(Trecho do texto):
▬▬▬▬▬▬▬▬▬▬

As leis brasileiras impedem que o Brasil seja um país preparado para avançar nos estudos que buscam substituir o uso de animais pelos métodos alternativos, principalmente os que utilizam células humanas feitas em laboratório, já comumente utilizadas em alguns países e considerado, inclusive, de vanguarda.
Isso foi uma das constatações do Primeiro Simpósio de Engenharia Tecidual que ocorreu no Rio de Janeiro, nesta segunda-feira (15). O evento teve a participação de integrantes do Governo Federal, do ramo industrial e do acadêmico. A conclusão que se obteve foi de que ainda não existe capital e segurança jurídica suficiente para implementar as medidas de avanço no país.
Um dos principais empecilhos advém das leis brasileiras, como na Constituição Federal, no artigo 199, parágrafo 4º que afirma que é vedado todo tipo de comercialização de órgãos, tecidos e substâncias humanas para finalidades de transplante, pesquisa e tratamento.
Porém, quando a indústria começou a pressionar, o cenário mudou e até a Agência Nacional de Vigilância Sanitária (Anvisa) começou a buscar agir como outras agências reguladoras do mundo.
Já em outros países já é comum que produtos feitos à base de células modificadas sejam comercializados.
A gerente da área de Sangue, Outros Tecidos, Células e Órgãos da Anvisa , Renata Parca, disse em entrevista à Folha de S. Paulo que os fatores estão mudando para os produtos com finalidade terapêutica. E isso deve ser estipulado em um novo regulamento que será criado até 2018.
A questão é que esta medida não irá valer para os métodos alternativos, pois a tecnologia inovadora de células modificadas e geração de tecidos não é considerada exclusivamente “terapêutica”.
Atualmente, existem mais de 20 métodos alternativos que são aprovados no Brasil, mas poucos são utilizados na prática.

▬▬▬▬▬▬▬▬▬▬

(Dados disponíveis):
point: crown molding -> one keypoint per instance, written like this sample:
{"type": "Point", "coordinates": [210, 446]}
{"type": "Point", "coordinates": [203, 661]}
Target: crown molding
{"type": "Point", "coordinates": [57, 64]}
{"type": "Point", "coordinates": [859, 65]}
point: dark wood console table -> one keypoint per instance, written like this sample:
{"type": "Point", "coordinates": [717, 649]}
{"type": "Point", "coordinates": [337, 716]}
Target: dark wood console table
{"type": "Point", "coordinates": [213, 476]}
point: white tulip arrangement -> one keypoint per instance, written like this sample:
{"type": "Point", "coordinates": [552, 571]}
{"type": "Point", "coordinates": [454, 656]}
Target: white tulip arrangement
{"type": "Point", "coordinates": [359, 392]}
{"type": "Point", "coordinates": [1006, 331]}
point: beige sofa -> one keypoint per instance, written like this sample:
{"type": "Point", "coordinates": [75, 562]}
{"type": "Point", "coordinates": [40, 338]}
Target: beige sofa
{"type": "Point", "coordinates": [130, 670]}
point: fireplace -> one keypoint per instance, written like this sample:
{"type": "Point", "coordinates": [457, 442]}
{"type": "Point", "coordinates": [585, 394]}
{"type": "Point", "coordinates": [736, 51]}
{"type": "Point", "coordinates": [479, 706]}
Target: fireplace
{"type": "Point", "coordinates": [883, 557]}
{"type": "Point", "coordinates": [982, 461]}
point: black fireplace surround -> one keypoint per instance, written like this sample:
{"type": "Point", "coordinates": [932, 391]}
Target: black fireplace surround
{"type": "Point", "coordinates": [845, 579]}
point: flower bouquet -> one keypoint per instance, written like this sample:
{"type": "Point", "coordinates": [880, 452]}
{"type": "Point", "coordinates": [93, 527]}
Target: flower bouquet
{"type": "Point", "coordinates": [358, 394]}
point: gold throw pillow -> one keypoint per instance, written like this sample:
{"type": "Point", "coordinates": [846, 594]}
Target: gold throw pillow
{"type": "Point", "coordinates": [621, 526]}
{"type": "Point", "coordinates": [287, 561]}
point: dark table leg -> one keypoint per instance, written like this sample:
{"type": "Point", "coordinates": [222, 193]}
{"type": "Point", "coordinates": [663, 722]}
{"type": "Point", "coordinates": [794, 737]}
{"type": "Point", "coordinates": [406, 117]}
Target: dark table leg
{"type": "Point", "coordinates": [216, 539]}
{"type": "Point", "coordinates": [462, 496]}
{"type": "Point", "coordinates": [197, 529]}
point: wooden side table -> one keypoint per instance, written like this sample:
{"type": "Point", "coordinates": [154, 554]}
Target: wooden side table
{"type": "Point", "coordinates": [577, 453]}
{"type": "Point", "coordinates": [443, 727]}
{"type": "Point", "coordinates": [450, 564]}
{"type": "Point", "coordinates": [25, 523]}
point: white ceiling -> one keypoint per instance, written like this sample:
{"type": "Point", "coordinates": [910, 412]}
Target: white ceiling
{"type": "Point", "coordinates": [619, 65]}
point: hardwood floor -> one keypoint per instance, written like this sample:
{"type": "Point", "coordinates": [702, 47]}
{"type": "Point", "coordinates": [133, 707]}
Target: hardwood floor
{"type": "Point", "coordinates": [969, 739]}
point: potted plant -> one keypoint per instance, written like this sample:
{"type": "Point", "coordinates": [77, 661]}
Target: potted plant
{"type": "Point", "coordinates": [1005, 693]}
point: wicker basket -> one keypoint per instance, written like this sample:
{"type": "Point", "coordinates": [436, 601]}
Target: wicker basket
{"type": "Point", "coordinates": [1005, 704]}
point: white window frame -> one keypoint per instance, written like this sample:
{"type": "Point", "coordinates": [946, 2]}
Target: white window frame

▬▬▬▬▬▬▬▬▬▬

(O que fazer):
A. Segundo o texto sobre métodos alternativos ao uso de animais, em que cidade aconteceu o Primeiro Simpósio de Engenharia Tecidual?
B. Repita o trecho do texto sobre métodos alternativos que começa nas palavras "Porém, quando a" e termina depois de "reguladoras do mundo.".

(Respostas em ordem):
A. No Rio de Janeiro.

B.
Porém, quando a indústria começou a pressionar, o cenário mudou e até a Agência Nacional de Vigilância Sanitária (Anvisa) começou a buscar agir como outras agências reguladoras do mundo.